#### Action item
Please rewrite the rows from the start through the line with "positive clicks: (1347, 1334)", swapping every "clicks" for "points" and changing nothing else. Leave the pictures out of your answer.

#### Recorded data
[Start of section]

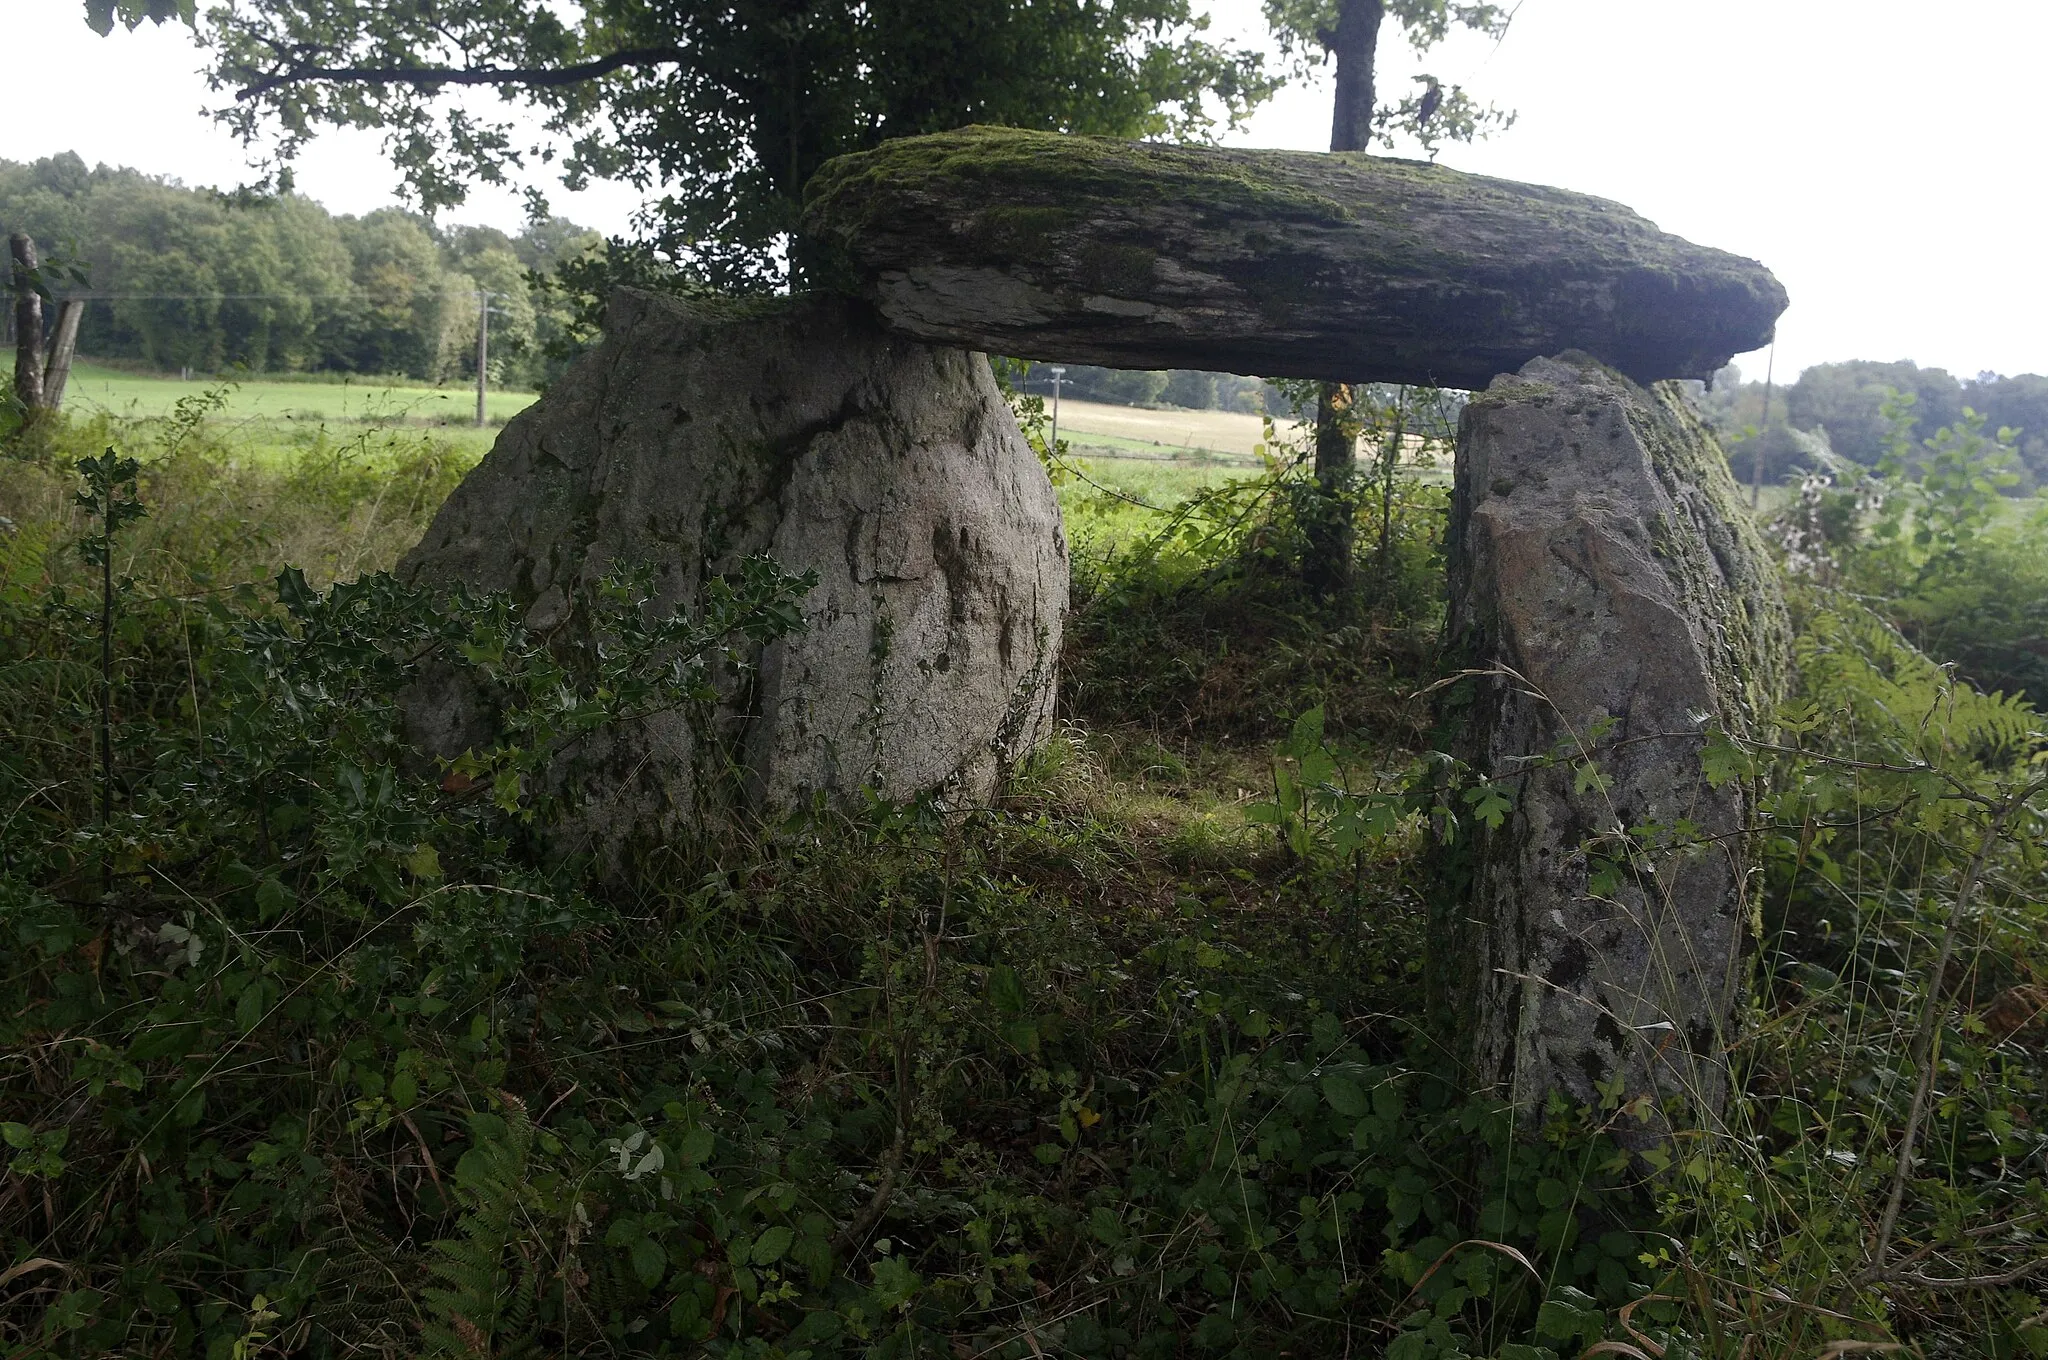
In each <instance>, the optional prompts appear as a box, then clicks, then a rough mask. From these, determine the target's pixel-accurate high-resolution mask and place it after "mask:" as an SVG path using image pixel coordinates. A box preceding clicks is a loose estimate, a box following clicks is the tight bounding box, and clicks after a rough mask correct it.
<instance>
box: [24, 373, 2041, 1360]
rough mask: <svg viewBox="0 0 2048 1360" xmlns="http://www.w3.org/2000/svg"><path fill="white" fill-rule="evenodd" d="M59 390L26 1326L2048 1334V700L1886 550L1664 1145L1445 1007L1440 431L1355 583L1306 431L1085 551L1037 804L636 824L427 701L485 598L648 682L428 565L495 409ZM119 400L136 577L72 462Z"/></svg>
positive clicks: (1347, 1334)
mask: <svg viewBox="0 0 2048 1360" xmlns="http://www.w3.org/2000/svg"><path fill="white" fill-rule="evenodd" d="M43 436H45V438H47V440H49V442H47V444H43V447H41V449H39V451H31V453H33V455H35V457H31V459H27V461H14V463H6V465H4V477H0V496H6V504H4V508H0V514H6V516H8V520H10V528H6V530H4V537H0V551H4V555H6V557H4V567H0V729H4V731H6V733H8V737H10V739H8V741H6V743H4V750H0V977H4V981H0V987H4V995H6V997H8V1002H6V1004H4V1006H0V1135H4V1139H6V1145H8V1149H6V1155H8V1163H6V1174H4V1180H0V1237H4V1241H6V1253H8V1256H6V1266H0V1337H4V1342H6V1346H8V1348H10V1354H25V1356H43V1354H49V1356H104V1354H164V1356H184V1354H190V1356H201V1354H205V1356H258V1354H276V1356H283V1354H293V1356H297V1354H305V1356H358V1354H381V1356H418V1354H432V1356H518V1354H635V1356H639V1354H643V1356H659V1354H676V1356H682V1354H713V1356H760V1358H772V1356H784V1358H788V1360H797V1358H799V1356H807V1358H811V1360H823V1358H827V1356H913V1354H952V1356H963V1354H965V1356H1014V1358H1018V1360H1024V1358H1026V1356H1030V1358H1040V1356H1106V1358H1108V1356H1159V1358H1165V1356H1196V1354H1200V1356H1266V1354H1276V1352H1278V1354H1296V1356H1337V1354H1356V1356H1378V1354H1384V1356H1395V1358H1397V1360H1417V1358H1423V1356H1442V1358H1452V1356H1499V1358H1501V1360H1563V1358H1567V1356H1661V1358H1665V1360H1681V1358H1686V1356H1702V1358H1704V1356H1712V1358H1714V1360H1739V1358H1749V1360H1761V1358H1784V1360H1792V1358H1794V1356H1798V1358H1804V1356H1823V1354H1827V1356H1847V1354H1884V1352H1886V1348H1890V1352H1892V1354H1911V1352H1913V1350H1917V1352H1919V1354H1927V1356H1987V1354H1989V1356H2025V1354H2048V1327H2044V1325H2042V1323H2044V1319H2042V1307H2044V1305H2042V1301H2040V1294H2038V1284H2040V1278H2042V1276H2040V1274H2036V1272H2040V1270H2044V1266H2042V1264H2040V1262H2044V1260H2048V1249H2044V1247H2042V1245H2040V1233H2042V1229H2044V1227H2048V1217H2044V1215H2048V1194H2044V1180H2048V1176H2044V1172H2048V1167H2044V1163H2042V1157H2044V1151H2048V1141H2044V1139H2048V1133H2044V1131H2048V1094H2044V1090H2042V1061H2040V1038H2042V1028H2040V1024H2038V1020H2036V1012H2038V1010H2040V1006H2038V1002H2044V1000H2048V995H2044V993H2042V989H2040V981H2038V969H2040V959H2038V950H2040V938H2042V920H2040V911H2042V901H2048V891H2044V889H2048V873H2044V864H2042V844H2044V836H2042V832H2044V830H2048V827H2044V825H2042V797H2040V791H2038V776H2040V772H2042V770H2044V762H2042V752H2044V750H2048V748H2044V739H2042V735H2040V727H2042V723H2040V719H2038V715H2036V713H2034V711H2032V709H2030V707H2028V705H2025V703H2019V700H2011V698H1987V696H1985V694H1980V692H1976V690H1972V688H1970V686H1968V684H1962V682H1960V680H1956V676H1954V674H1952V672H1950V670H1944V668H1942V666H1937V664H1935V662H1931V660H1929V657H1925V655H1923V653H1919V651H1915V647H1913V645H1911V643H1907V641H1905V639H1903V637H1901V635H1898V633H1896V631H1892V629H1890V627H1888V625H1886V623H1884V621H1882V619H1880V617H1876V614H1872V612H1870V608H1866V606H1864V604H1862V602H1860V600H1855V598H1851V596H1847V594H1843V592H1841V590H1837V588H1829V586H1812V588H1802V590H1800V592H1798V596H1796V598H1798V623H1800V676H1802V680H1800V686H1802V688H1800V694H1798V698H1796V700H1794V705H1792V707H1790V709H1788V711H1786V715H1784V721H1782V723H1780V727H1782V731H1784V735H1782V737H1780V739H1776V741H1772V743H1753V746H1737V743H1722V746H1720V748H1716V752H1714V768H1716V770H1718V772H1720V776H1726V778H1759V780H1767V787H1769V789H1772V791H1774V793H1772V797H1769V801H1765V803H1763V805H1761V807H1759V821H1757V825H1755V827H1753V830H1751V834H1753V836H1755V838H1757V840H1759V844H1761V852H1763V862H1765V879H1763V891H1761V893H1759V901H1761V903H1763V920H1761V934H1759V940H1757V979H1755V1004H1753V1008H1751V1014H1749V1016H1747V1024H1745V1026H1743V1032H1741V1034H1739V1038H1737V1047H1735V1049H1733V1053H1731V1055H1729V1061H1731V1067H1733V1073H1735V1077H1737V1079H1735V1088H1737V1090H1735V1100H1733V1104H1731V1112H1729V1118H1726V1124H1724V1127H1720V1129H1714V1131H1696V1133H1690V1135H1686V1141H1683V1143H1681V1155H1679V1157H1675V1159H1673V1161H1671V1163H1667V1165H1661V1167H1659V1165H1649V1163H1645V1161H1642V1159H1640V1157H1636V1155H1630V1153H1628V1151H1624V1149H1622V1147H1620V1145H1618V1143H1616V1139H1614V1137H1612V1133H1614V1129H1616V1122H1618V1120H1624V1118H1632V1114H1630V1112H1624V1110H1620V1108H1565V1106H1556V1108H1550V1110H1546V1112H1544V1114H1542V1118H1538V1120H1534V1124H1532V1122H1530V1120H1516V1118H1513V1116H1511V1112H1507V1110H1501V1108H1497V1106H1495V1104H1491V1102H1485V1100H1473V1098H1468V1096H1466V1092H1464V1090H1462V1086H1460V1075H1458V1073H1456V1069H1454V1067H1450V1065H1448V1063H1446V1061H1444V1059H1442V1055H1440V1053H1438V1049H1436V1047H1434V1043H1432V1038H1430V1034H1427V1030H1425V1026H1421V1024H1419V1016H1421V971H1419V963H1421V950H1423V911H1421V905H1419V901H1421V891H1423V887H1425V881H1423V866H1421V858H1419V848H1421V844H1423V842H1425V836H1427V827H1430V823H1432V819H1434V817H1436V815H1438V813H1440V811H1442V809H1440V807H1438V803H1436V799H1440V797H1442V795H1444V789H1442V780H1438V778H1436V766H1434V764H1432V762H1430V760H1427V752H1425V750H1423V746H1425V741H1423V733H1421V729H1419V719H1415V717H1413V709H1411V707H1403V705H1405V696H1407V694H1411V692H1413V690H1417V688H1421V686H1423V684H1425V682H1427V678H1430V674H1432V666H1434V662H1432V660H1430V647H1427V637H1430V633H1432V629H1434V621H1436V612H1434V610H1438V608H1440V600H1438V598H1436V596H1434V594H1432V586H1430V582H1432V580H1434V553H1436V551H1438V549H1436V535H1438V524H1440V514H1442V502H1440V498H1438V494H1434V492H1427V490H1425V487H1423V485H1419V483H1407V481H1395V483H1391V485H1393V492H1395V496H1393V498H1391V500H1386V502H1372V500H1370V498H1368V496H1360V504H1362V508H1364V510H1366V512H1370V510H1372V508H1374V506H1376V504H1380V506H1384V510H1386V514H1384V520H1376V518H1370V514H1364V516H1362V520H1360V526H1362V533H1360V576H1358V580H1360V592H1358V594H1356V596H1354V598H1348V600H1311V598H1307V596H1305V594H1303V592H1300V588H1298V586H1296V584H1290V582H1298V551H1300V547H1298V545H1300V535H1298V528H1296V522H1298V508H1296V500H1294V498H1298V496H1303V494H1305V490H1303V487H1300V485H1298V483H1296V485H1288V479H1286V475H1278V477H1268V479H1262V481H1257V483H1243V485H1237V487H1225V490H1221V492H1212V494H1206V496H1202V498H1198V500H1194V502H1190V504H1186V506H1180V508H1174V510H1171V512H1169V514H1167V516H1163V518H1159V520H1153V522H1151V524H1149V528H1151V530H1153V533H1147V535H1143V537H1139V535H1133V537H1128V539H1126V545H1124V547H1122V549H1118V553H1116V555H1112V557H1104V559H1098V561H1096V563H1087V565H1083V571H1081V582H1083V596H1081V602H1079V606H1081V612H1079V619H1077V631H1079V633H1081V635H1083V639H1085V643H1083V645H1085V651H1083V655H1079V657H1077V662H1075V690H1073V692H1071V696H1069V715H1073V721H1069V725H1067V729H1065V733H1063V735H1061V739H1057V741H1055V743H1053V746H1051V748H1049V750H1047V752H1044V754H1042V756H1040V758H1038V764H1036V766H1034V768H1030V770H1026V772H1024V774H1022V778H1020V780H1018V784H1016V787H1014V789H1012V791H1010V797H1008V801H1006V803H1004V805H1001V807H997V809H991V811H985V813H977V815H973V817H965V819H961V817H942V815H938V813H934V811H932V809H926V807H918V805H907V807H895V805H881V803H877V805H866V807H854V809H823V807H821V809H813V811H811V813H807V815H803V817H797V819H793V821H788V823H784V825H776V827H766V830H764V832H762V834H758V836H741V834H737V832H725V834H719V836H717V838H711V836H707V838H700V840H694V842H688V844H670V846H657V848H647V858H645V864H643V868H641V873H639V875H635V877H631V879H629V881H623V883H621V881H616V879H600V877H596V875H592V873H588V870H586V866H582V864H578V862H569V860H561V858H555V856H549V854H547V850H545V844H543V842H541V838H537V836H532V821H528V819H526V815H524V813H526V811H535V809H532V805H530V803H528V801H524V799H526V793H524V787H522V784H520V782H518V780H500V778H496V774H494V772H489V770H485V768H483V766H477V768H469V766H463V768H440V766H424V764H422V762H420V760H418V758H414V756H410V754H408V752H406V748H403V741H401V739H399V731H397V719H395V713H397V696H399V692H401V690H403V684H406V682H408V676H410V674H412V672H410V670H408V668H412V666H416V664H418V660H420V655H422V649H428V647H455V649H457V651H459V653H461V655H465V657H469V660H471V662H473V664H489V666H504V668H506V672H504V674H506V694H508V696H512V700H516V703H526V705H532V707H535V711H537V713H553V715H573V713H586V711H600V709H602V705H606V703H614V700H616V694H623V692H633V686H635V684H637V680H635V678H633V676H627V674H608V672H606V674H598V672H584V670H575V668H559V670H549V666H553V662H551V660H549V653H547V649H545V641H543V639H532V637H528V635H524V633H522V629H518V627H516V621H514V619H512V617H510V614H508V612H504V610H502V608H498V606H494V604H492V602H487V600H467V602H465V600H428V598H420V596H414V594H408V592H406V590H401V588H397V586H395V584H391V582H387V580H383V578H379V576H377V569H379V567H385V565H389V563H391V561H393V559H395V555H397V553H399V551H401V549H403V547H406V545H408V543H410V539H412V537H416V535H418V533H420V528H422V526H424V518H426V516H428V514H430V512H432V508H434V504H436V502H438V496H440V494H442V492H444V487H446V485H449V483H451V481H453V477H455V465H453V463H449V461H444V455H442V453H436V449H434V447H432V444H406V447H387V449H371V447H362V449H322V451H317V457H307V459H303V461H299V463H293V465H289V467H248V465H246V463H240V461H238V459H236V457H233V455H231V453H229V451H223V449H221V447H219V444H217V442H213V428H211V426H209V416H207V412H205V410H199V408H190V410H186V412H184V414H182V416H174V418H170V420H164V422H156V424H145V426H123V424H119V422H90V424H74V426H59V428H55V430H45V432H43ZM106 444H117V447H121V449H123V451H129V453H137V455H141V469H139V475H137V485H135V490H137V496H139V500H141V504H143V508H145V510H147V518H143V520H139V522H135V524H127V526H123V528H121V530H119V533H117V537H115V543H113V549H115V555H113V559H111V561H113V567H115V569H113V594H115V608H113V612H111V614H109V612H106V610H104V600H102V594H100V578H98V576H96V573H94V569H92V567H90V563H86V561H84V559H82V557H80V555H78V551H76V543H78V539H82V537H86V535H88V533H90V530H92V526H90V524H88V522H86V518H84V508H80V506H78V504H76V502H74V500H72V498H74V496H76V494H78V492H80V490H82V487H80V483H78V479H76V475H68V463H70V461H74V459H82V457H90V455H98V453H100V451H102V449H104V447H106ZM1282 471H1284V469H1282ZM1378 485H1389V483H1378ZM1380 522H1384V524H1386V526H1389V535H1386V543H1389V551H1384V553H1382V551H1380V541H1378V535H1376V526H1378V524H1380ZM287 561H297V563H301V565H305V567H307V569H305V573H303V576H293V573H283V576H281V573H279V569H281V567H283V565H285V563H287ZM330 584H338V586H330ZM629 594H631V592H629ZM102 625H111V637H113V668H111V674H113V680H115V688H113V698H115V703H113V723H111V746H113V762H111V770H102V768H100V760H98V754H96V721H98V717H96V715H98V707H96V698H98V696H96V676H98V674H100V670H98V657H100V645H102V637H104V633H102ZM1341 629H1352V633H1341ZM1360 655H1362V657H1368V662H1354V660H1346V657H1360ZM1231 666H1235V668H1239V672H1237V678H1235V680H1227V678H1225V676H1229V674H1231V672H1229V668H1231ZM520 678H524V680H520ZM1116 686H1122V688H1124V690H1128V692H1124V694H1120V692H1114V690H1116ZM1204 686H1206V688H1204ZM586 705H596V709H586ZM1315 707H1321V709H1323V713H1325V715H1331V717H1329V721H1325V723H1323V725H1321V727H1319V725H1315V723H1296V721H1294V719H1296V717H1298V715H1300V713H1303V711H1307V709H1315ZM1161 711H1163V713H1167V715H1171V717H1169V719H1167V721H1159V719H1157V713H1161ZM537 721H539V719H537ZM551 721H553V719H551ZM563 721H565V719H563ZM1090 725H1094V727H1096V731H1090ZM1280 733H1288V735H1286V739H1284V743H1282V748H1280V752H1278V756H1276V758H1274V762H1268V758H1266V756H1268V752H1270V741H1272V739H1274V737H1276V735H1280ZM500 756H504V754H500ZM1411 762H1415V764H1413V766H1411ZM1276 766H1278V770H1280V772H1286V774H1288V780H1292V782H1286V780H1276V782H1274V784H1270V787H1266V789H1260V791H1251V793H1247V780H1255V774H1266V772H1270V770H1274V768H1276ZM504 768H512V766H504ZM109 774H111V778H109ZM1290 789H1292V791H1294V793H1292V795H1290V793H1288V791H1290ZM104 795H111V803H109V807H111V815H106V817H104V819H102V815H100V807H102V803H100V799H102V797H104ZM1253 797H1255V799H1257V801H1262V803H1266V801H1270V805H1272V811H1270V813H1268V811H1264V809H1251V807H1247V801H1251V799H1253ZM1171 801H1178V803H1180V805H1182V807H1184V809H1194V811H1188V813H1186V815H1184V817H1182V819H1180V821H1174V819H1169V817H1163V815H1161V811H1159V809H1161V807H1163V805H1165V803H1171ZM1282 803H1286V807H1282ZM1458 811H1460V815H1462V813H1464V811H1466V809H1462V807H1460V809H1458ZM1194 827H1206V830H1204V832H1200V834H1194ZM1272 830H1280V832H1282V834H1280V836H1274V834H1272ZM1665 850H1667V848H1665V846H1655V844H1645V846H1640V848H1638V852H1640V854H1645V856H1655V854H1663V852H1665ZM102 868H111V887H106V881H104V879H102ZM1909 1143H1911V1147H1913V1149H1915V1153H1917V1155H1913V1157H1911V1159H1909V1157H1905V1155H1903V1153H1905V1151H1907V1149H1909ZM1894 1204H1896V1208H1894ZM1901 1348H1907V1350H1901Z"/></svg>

[End of section]

#### Output
In each <instance>, the optional prompts appear as a box, then points, then a rough mask. From these, determine the target's pixel-accurate high-resolution mask and place it after "mask:" as an SVG path using image pixel coordinates. A box preceding points is a loose estimate, a box following points is the tight bounding box, and points after a rough mask correct it.
<instance>
box: [24, 373, 2041, 1360]
rough mask: <svg viewBox="0 0 2048 1360" xmlns="http://www.w3.org/2000/svg"><path fill="white" fill-rule="evenodd" d="M59 390L26 1326L2048 1334V700L1886 550L1664 1145L1445 1007L1440 431L1355 583L1306 431L1085 551L1037 804L636 824L427 701L485 598L648 682L428 565L495 409ZM119 400L136 577L72 462Z"/></svg>
positive points: (1347, 1334)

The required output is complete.